Written instruction:
Using the benchmark text below, list every payload size in the producer's default sweep.

=== Text segment ===

Coordinated producer and consumer for benchmarking LocalDataTrack /
RemoteDataTrack throughput across a sweep of payload sizes and publish rates.
-
producer.cpp- Publishes a data track named
data-track-throughput - Runs a default sweep of payload sizes and publish rates (see Test Bounds below)
- Calls the consumer over RPC before and after each scenario
- Publishes a data track named
-
consumer.cpp- Registers a room data-frame callback for the producer's data track
- Receives every frame and records arrival timestamps
- Logs validation warnings (size mismatches, header mismatches, etc.) to stderr
- Tracks duplicates and missing messages
- Appends raw data to scenario-level and per-message CSV files
- Raw data only in CSV. The consumer writes only directly measured values
(counts, byte totals, microsecond timestamps). All derived metrics (throughput,
latency percentiles, delivery ratio, etc.) are computed at analysis time by
scripts/plot_throughput.py. - Fixed packet size per scenario. Each scenario uses a single
packet_size_bytes. This ensures every message in a run is the same size, making aggregate measurements unambiguous. - Minimal measurement overhead. The hot
onDataFramecallback captures the arrival timestamp first, then appends to an in-memory vector under a brief mutex. File I/O happens only at finalization after all data is collected.
All bounds are defined in common.h. A scenario is any combination of
(payload size, publish rate) that passes all three constraints below.
| Parameter | Min | Max |
|---|---|---|
| Packet size | 1 KiB | 256 MiB |
| Publish rate | 1 Hz | 50k Hz |
Every scenario must satisfy:
packet_size_bytes * desired_rate_hz <= 10 Gbps (1.25 GB/s)
This naturally allows small messages at very high rates and large messages at low rates while preventing any single scenario from attempting an unreasonable throughput that would destabilize the connection.
By default, the producer iterates over 7 payload sizes and 9 publish rates, skipping any combination that exceeds the data-rate budget:
Payload sizes: 1 KiB, 4 KiB, 16 KiB, 64 KiB, 128 KiB, 256 KiB, 512 KiB
Publish rates: 1, 5, 10, 25, 50, 100, 200, 500, 1k Hz
You can override either axis with comma-separated producer flags:
--sizes_kb 1,4,16,64
--freq_hz 10,50,100,500--sizes_kb values are interpreted as KiB. --freq_hz values are interpreted
as Hz. The producer runs every valid size/rate combination from the selected
grid and skips combinations over the data-rate budget.
Single-scenario mode (--rate-hz, --packet-size, --num-msgs) bypasses the
sweep grid and only enforces the hard limits and data-rate budget, allowing
any valid combination to be tested explicitly.

=== Stored rows ===

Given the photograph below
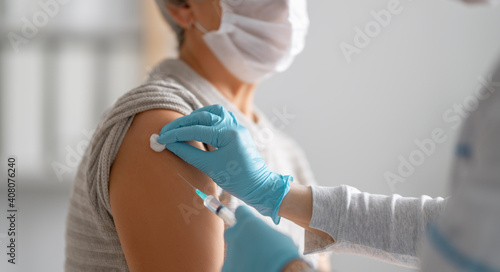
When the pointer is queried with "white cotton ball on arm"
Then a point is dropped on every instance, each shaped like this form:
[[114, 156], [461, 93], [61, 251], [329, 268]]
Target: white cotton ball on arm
[[154, 144]]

===

The solution:
1 KiB, 4 KiB, 16 KiB, 64 KiB, 128 KiB, 256 KiB, 512 KiB